Adopting embryos can be an enormous undertaking. In addition to stress, excitement, and the unknown—there’s also paperwork (A LOT of it), many doctor clinics, shipping logistics, and financial obligations.

The financial component of an embryo adoption can take people by surprise.

You may be surprised that adopting embryos does indeed have a cost. Or you may be pleasantly surprised doesn’t cost tens of thousands of dollars.

Whether you are working with a private agency, a clinic donation program, or you’re self-matching, there will be costs associated with your embryo adoption. The good news is that there are ways to prepare for the cost of embryo adoption.

First, you should get a thorough estimate of a cost breakdown.

This means contacting the agency or clinic you are thinking you are working with and getting the lowdown on the fees. Make sure you are getting an estimate with all fees involved and not just the base prices. Naturally, getting a more accurate breakdown is more easily done when you’re working with an agency or donation clinic. The Snowflakes Embryo Adoption Program has a helpful and thorough cost breakdown available on their website!

If you’re self-matching, you may have to do a bit more research.

Second, budgeting is key!

--

* Exercise tasks *
a - In the embryo adoption article, which program offers a thorough cost breakdown on its website?
b - Write the next part of the embryo adoption article, picking up right after its last line.
The material that comes after the embryo adoption article has no connection to it.

* Provided data *
--

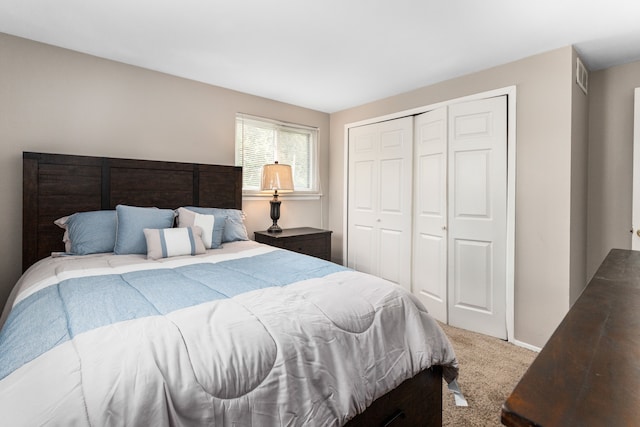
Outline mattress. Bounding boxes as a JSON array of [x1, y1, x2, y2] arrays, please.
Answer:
[[0, 241, 457, 426]]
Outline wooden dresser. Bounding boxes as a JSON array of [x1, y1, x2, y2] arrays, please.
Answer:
[[254, 227, 331, 261], [502, 249, 640, 427]]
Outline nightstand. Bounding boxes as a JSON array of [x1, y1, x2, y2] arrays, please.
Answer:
[[254, 227, 332, 261]]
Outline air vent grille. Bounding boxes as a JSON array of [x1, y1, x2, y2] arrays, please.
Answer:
[[576, 58, 589, 95]]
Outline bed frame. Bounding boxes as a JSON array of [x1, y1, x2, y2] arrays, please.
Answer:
[[22, 152, 442, 427]]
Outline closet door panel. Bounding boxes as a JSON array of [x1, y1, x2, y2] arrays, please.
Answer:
[[412, 107, 447, 323], [448, 97, 507, 339], [347, 117, 413, 289], [452, 239, 494, 314]]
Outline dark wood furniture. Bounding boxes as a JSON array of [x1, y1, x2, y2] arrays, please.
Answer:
[[502, 249, 640, 427], [22, 152, 442, 427], [254, 227, 331, 261], [22, 152, 242, 271]]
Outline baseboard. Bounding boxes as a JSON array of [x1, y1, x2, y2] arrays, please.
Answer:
[[511, 340, 542, 353]]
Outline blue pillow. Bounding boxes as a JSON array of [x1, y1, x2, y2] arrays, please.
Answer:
[[187, 206, 249, 243], [114, 205, 175, 255], [54, 211, 117, 255]]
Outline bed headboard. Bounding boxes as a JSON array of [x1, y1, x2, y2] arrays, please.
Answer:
[[22, 152, 242, 271]]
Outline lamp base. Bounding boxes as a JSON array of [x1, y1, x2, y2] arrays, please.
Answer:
[[267, 198, 282, 233]]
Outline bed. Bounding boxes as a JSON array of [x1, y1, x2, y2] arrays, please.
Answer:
[[0, 153, 457, 427]]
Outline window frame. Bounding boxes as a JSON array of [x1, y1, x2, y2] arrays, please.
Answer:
[[234, 113, 322, 199]]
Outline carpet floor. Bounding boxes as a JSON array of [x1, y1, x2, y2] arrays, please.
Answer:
[[440, 324, 538, 427]]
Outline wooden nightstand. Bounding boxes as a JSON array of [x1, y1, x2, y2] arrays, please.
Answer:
[[254, 227, 332, 261]]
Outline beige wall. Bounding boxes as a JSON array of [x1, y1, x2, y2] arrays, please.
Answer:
[[0, 34, 329, 305], [329, 47, 586, 346], [587, 62, 640, 278], [569, 51, 589, 305]]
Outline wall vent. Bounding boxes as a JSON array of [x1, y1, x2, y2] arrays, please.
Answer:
[[576, 58, 589, 95]]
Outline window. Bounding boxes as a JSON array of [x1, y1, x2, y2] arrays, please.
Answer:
[[236, 114, 319, 195]]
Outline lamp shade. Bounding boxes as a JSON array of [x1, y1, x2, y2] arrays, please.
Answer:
[[260, 162, 293, 192]]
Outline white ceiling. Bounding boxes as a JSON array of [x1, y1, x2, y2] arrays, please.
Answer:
[[0, 0, 640, 112]]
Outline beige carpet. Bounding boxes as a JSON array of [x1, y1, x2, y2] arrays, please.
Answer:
[[440, 324, 538, 427]]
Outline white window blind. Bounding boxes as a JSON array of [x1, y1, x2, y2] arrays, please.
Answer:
[[236, 114, 319, 194]]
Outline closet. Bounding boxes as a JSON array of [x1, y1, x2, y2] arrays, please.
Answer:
[[347, 96, 507, 339]]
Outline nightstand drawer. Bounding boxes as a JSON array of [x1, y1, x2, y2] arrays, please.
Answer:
[[255, 227, 331, 261], [282, 235, 331, 259]]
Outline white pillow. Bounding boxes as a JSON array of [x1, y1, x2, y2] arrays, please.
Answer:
[[144, 227, 207, 259]]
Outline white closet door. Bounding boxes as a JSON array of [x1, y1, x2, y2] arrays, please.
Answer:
[[448, 96, 507, 339], [413, 107, 447, 323], [347, 117, 413, 289]]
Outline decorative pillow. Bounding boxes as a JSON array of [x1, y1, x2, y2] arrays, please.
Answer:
[[114, 205, 175, 255], [187, 206, 249, 243], [177, 208, 226, 249], [144, 227, 207, 259], [54, 211, 116, 255]]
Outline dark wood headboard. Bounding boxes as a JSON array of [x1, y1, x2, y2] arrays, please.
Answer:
[[22, 152, 242, 271]]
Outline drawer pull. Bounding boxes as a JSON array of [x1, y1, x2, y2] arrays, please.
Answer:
[[382, 409, 405, 427]]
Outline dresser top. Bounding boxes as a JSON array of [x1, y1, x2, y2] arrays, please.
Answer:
[[255, 227, 332, 239]]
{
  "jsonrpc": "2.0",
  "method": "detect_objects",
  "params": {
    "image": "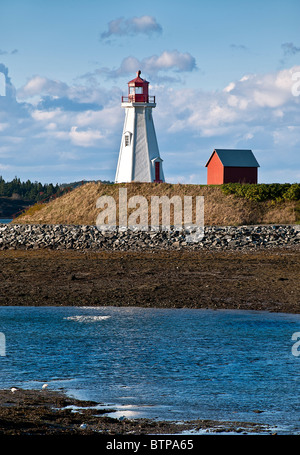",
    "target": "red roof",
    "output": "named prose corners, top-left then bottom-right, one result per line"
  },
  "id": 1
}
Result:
top-left (128, 70), bottom-right (149, 84)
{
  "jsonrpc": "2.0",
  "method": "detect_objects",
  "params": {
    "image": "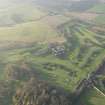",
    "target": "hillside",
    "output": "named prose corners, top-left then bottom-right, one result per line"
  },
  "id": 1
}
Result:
top-left (0, 0), bottom-right (105, 105)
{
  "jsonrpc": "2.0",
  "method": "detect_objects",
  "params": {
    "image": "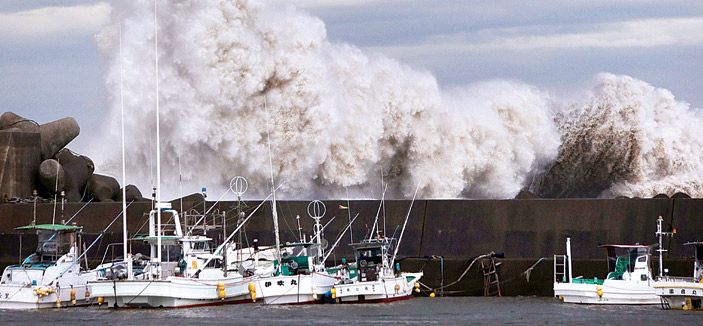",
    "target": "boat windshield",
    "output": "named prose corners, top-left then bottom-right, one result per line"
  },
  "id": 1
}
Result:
top-left (607, 247), bottom-right (649, 279)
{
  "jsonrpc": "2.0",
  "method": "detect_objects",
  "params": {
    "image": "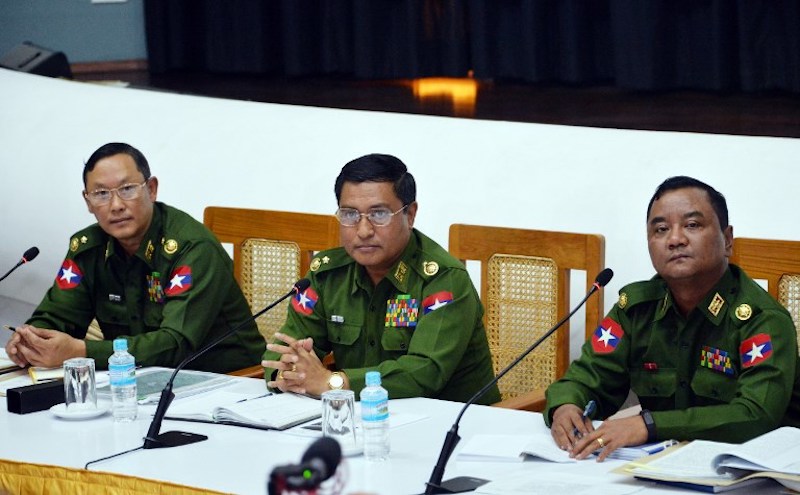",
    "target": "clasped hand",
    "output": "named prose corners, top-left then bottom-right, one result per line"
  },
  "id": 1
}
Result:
top-left (6, 325), bottom-right (86, 368)
top-left (261, 333), bottom-right (330, 396)
top-left (550, 404), bottom-right (647, 462)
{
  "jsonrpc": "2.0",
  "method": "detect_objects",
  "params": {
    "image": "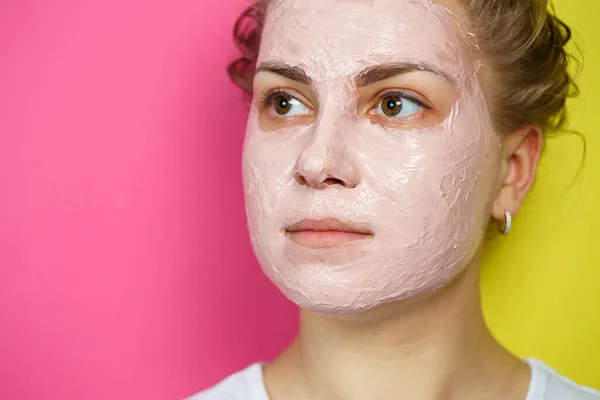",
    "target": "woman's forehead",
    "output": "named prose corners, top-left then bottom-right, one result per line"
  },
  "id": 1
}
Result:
top-left (258, 0), bottom-right (467, 81)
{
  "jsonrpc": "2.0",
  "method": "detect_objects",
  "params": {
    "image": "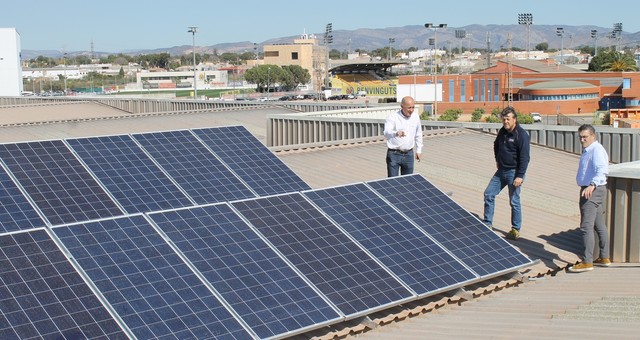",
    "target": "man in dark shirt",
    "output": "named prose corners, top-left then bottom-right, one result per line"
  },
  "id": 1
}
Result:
top-left (483, 106), bottom-right (530, 240)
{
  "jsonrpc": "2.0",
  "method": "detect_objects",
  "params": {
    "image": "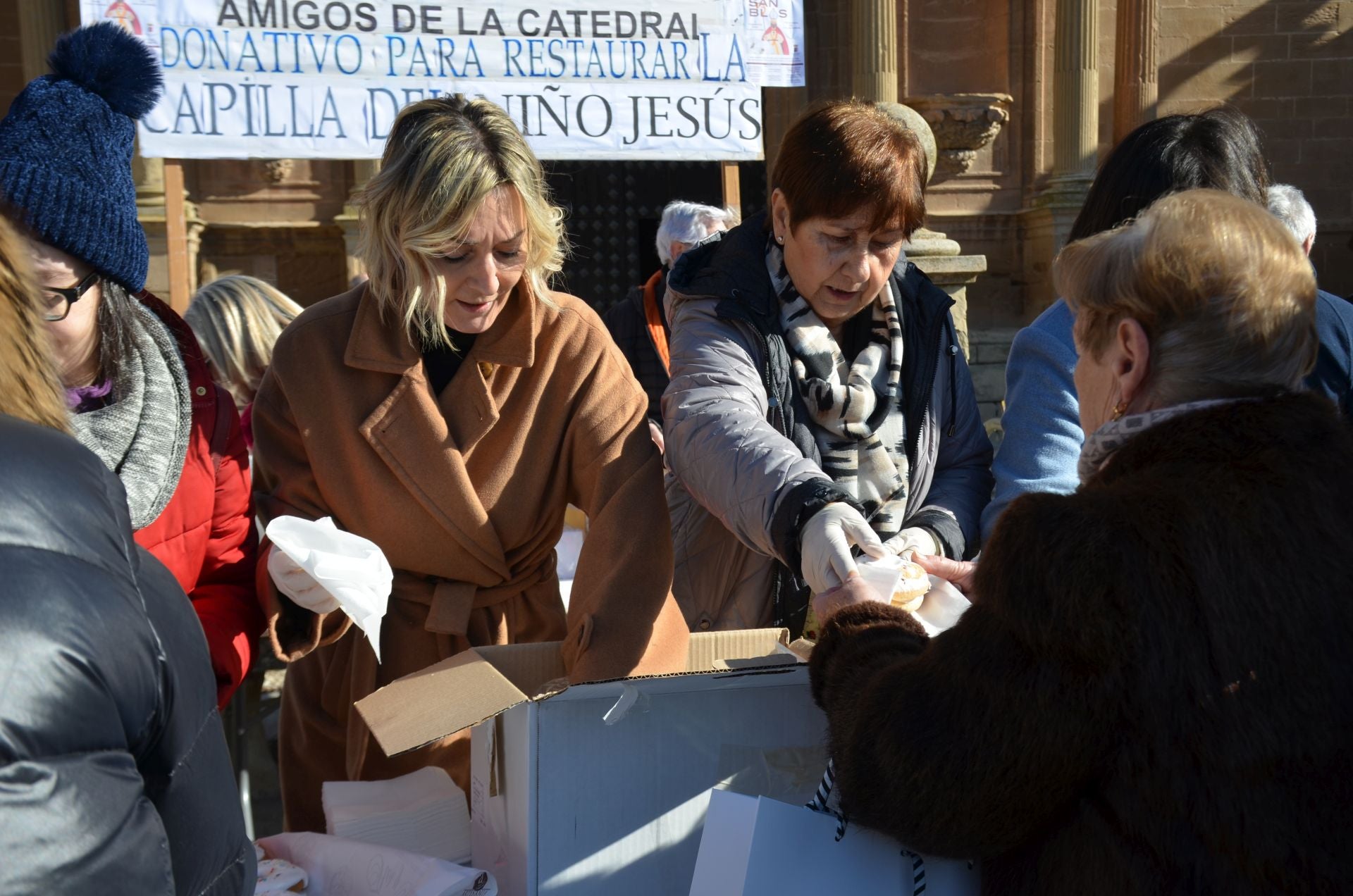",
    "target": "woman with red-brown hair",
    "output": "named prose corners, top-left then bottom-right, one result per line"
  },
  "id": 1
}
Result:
top-left (663, 100), bottom-right (991, 633)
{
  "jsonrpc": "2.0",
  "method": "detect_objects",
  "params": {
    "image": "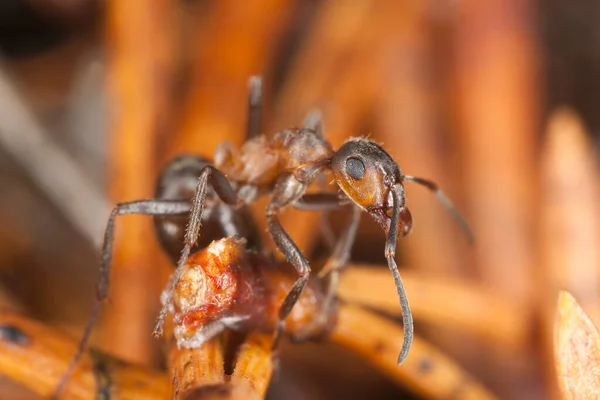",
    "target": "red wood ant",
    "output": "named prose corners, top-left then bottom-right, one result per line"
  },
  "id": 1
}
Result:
top-left (54, 77), bottom-right (473, 398)
top-left (168, 236), bottom-right (336, 348)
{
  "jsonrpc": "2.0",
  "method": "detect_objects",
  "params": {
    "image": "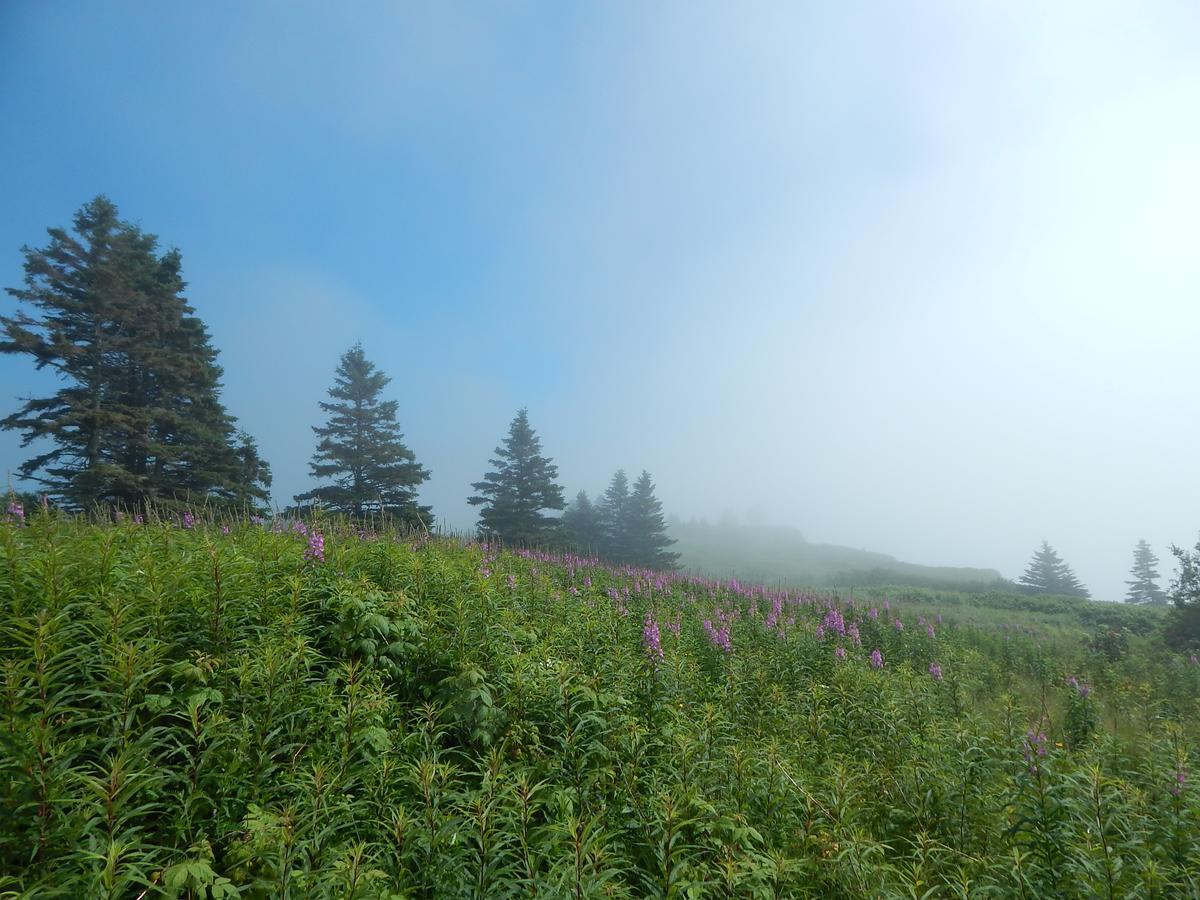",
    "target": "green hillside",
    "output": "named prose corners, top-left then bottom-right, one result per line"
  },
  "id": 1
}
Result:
top-left (670, 520), bottom-right (1002, 588)
top-left (0, 514), bottom-right (1200, 899)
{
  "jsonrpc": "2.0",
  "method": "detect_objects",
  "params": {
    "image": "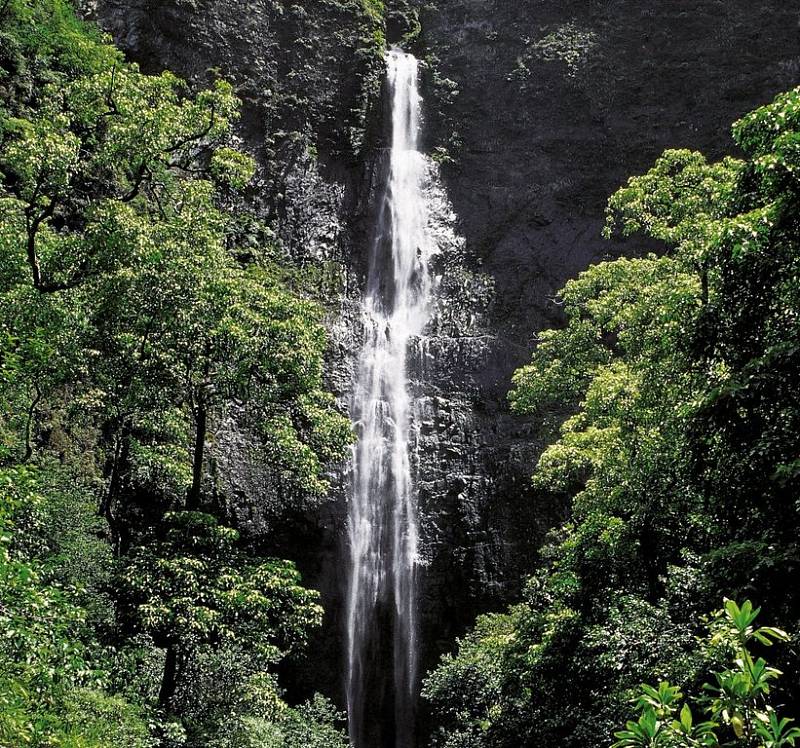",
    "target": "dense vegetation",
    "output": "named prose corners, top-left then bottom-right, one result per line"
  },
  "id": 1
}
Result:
top-left (425, 90), bottom-right (800, 748)
top-left (0, 0), bottom-right (350, 748)
top-left (0, 0), bottom-right (800, 748)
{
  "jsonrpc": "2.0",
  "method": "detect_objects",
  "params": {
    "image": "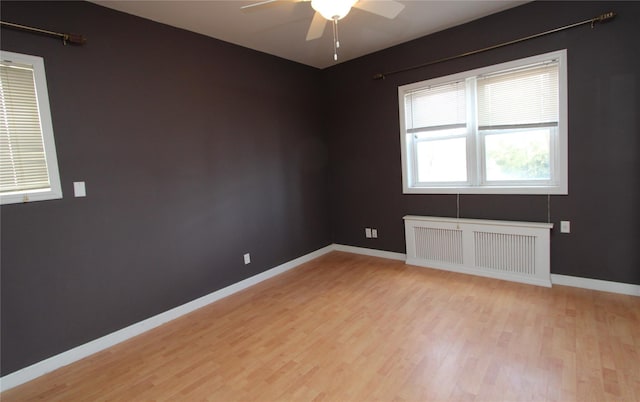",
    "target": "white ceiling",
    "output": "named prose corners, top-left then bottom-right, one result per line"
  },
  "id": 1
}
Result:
top-left (93, 0), bottom-right (527, 68)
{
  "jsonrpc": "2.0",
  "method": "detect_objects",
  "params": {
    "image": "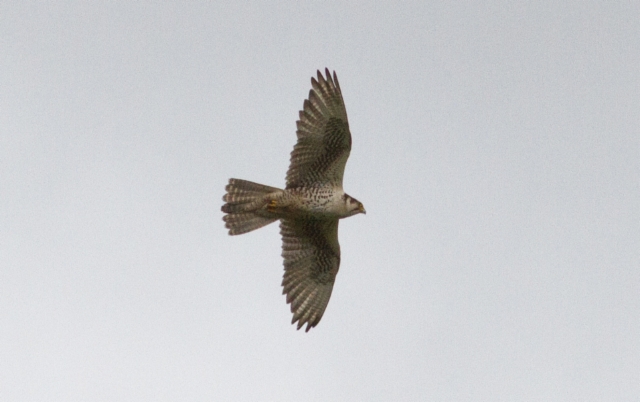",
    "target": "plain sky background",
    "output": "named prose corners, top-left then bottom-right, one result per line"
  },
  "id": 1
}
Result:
top-left (0, 1), bottom-right (640, 401)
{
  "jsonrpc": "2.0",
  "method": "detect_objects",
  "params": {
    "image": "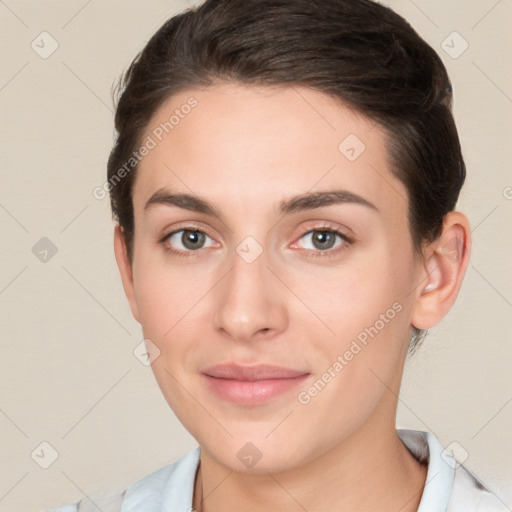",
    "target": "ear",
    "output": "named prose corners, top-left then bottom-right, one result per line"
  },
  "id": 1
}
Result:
top-left (114, 224), bottom-right (140, 323)
top-left (411, 212), bottom-right (471, 329)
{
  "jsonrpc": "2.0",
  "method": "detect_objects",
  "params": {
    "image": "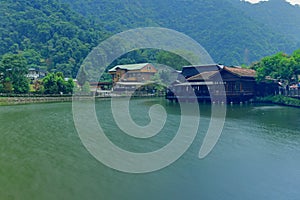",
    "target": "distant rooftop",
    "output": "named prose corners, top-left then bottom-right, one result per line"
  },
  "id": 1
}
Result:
top-left (224, 67), bottom-right (256, 77)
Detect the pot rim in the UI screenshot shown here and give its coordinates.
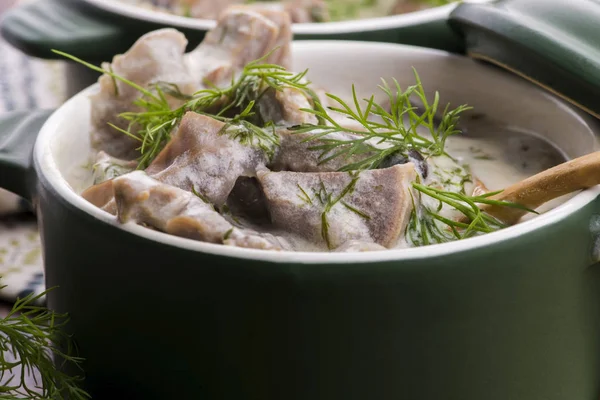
[33,40,600,264]
[82,0,491,35]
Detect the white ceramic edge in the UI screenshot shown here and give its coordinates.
[81,0,491,35]
[34,41,600,264]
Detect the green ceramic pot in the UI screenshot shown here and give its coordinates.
[0,0,488,95]
[0,41,600,400]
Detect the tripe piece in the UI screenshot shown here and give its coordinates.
[113,171,281,250]
[90,28,198,160]
[146,112,267,206]
[258,163,416,249]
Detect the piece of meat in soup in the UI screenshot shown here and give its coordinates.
[146,112,268,206]
[269,129,373,172]
[186,6,292,85]
[113,171,281,250]
[258,163,416,249]
[90,28,197,160]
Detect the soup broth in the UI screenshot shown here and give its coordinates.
[71,7,565,252]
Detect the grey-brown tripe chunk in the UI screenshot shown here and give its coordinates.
[92,151,137,185]
[335,240,387,253]
[146,112,267,206]
[256,87,317,127]
[113,171,280,250]
[81,180,117,215]
[91,28,197,160]
[270,129,372,172]
[258,163,416,249]
[186,6,292,85]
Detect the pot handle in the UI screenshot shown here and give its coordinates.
[0,110,52,200]
[0,0,150,60]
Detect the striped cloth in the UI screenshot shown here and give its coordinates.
[0,10,66,301]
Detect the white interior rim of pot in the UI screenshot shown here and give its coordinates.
[34,41,600,264]
[82,0,490,35]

--

* Replies *
a - The Snowflakes Embryo Adoption Program.

b -
Once you have a clear understanding of the costs, you can create a budget that can help you begin saving toward adoption fees. Perhaps you won’t be saving all the money this way, but cutting out your $5 latte twice a week will put an extra $40 towards the adoption each month!

Third, research available grants and scholarships.

As embryo adoption is becoming more popular, there are more loans and grants that will help cover embryo adoption. Each grant and scholarship will have its own applicant requirements, as well as restrictions on what they cover. Here’s a tip: do your research fertility grants, too. They will not cover the adoption costs, but they can cover the fees incurred for your frozen embryo transfers!

Next, ask your employer.

A lesser-known way to cover adoption expenses is through an employee benefit program. Some employers (like Procter and Gamble) will cover a portion of the embryo adoption fees. Contact your human resources department and see if you have an adoption benefit and see if they would extend that to embryo adoption.

Last (but not least!), don’t forget fundraising opportunities.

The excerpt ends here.